◆ To be done
Return, copied word for word, the part of the article on Sony that opens with the words containing "Sony's Sorrows: Japan's" and closes with "with the world.)".

◆ Selected passage
Sony's Sorrows: Japan's Iconic Brands Under Fire

By Coco Masters / Tokyo

Sony Corp's Chairman and CEO Howard Stringer at a press conference in Tokyo

When Sony ends production at its Ichinomiya plant sometime during the next five months, the company will be closing the book on a symbol of its golden age. For 40 years, the assembly lines at Ichinomiya, located southwest of Tokyo, have churned out products such as Trinitron TVs that helped make the Sony brand synonymous with quality and innovation in the minds of consumers worldwide. (See pictures of the history Japan's interaction with the world.)

But Sony, inventor of the portable music player and now known for digital cameras, LCD TVs and the Playstation game machine, has stumbled in recent years. With demand for electronics collapsing as the world sinks into recession, the company finds itself not only forced to shut down Ichinomiya, but also increasingly adrift from its glory days. Last week, Sony reported it fell into the red in its latest quarter and repeated its forecast for an operating loss of $2.9 billion in the year ending March 31, its first such loss in 14 years.

◆ Dataset section
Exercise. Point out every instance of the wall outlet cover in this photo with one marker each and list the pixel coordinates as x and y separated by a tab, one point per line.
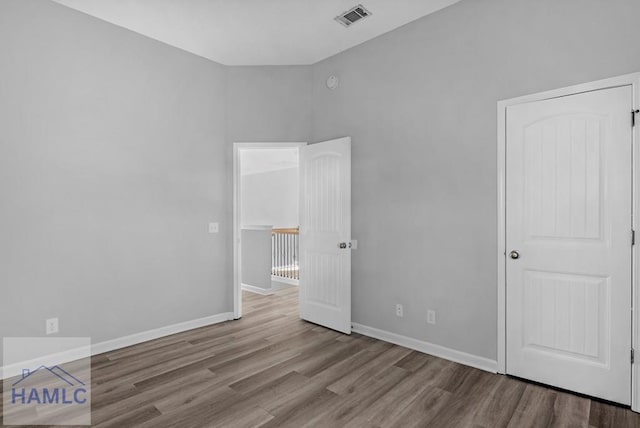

◆ Worked answer
Sony's Sorrows: Japan's Iconic Brands Under Fire

By Coco Masters / Tokyo

Sony Corp's Chairman and CEO Howard Stringer at a press conference in Tokyo

When Sony ends production at its Ichinomiya plant sometime during the next five months, the company will be closing the book on a symbol of its golden age. For 40 years, the assembly lines at Ichinomiya, located southwest of Tokyo, have churned out products such as Trinitron TVs that helped make the Sony brand synonymous with quality and innovation in the minds of consumers worldwide. (See pictures of the history Japan's interaction with the world.)